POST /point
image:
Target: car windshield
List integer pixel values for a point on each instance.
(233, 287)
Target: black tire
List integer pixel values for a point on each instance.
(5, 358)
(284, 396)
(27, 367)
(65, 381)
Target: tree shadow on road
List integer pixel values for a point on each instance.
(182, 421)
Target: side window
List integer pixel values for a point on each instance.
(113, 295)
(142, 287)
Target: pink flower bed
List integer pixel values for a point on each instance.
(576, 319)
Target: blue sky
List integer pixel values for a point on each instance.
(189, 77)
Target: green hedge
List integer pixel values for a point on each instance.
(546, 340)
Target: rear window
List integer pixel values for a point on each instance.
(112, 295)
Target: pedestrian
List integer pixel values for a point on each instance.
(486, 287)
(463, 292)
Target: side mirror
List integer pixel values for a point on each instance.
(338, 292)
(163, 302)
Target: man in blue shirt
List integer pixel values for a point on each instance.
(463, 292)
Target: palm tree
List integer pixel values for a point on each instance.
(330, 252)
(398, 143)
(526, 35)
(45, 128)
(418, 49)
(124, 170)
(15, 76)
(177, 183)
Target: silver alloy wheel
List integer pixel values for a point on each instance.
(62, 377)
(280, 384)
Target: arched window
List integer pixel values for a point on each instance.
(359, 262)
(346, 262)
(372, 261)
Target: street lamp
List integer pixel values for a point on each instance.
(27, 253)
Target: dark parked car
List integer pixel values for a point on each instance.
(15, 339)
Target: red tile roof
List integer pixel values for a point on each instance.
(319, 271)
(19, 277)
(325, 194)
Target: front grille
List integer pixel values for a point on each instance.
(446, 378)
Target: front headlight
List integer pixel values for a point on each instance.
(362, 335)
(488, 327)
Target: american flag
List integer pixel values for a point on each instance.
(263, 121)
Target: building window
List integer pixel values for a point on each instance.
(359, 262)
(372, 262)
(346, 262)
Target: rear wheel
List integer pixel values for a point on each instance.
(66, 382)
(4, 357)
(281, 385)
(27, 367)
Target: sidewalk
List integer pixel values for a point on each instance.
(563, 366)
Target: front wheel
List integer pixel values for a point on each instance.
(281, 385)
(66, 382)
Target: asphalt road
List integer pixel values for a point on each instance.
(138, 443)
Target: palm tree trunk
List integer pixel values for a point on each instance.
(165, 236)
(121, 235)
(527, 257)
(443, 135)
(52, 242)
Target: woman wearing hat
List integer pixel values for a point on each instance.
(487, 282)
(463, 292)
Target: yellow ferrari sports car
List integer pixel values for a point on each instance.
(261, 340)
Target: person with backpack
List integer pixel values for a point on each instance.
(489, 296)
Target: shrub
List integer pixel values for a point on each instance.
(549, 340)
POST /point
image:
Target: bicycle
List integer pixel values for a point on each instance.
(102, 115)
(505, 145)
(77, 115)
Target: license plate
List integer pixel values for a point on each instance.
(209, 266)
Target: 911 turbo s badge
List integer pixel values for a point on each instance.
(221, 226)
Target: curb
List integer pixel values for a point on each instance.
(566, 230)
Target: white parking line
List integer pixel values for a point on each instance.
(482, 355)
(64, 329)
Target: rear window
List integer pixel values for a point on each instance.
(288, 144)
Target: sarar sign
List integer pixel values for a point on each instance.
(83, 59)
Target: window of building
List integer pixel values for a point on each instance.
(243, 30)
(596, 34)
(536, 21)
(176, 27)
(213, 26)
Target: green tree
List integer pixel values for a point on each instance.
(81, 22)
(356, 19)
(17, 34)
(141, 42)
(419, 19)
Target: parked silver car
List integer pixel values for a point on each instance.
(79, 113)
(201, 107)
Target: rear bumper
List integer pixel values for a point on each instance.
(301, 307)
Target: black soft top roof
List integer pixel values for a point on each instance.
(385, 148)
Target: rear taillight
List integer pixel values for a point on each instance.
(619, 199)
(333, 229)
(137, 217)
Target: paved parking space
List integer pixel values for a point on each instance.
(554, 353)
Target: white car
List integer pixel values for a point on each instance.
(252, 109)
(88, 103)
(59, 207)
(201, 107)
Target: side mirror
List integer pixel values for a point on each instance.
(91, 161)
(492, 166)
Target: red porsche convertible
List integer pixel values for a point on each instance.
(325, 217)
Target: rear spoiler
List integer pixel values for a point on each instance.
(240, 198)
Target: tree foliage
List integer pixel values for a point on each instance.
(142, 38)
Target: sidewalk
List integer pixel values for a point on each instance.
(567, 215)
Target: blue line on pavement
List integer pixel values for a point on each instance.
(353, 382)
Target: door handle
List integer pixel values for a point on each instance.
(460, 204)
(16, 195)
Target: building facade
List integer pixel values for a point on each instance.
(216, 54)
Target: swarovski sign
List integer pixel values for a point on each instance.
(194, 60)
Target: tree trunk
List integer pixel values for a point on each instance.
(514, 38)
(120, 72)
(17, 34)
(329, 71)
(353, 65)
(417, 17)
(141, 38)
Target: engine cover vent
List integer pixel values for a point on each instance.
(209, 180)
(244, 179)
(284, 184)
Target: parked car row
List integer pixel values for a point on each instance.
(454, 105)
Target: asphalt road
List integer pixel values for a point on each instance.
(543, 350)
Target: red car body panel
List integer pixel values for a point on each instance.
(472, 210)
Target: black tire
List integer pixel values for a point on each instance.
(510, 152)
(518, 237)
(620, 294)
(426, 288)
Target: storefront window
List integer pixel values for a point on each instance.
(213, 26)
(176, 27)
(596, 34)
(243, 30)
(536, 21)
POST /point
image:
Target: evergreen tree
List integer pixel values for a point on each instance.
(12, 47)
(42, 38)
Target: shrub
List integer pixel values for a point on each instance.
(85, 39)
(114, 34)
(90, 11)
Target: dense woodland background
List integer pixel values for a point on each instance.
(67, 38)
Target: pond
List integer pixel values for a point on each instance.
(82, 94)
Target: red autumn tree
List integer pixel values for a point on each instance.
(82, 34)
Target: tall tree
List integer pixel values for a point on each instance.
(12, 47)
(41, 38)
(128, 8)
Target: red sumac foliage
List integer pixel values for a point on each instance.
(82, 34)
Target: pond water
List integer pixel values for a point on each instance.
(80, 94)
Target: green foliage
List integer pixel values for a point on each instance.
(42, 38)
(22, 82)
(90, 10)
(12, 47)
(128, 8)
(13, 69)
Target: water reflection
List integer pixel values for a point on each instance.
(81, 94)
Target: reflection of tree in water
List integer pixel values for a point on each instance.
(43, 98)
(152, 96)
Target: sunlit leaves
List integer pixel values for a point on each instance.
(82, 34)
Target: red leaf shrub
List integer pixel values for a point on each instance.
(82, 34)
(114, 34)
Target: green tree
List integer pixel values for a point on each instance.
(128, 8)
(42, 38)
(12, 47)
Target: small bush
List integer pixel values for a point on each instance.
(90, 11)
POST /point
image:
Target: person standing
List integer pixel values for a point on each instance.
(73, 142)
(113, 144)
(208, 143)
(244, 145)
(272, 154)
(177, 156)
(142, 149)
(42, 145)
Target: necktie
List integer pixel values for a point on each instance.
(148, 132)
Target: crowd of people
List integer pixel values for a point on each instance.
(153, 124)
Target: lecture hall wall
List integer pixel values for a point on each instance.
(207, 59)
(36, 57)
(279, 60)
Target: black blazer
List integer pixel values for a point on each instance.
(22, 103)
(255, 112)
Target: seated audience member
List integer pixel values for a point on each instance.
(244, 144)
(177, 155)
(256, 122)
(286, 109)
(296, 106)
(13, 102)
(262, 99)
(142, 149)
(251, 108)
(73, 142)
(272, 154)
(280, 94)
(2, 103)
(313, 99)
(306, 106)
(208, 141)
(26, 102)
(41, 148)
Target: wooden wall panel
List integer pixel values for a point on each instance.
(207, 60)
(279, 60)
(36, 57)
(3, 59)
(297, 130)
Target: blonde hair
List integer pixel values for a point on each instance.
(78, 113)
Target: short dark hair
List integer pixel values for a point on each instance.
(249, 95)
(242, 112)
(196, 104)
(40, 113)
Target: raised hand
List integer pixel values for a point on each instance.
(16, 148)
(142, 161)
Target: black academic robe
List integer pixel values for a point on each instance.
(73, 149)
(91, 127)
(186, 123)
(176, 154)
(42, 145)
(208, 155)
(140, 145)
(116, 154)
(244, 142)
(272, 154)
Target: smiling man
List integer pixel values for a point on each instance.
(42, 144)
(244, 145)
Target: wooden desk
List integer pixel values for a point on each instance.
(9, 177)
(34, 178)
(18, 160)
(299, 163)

ACTION ITEM
Whenever a line above includes the string "water", copy it.

SOLUTION FOR THIS PROBLEM
Target: pond water
Target: water reflection
Target: reflection of tree in water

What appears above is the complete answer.